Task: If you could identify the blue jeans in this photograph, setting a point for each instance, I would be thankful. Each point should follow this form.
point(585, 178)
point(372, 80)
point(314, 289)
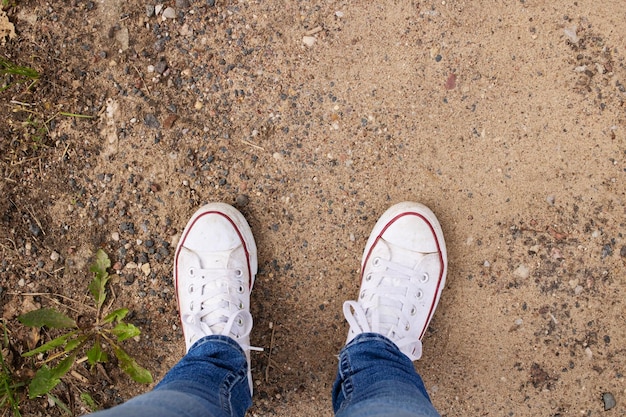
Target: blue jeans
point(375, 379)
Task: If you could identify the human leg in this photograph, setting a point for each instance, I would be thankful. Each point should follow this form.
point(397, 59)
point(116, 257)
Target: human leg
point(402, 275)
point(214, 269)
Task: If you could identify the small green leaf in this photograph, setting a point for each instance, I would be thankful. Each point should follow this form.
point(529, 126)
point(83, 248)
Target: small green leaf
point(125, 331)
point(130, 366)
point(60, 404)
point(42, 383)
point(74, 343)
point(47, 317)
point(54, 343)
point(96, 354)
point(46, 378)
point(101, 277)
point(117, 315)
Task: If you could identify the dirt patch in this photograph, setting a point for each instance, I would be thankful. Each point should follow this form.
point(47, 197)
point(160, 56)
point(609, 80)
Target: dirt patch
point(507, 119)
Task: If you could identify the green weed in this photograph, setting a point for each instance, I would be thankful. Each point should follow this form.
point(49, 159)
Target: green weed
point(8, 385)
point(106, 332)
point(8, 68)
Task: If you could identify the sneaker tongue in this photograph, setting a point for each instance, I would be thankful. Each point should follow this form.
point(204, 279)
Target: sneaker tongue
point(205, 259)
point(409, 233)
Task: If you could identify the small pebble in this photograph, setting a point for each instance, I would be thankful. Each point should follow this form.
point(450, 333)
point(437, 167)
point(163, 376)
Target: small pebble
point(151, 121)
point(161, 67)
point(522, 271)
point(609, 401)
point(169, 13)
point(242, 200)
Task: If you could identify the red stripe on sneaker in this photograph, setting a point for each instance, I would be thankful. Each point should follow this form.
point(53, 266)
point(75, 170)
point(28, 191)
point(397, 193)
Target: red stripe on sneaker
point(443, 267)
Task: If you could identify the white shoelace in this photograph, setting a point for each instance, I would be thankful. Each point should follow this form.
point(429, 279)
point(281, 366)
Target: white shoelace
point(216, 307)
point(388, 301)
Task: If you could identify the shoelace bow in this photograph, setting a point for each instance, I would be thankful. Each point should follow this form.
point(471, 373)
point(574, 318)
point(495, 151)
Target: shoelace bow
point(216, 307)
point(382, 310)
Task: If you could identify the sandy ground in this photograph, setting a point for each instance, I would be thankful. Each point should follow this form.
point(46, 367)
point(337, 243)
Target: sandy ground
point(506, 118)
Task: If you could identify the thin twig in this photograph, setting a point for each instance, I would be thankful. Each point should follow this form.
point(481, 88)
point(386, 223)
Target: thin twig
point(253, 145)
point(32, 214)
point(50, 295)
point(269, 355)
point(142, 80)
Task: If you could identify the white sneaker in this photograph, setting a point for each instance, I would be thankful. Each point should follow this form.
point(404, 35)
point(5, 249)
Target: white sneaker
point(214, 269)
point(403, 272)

──────────

Reproduce the part of the items that opens with the line containing "Task: If you could identify the white sneaker" and runs through the end of the items, requests included. Add -48 to every coordinate in the answer points, and leave the requests and their sample points unchanged.

Result of the task:
Task: If you could identify the white sneaker in this photograph, setting a point for each instance, I would be thankful. Each point should follow this form.
point(404, 35)
point(5, 249)
Target: white sneaker
point(166, 221)
point(355, 224)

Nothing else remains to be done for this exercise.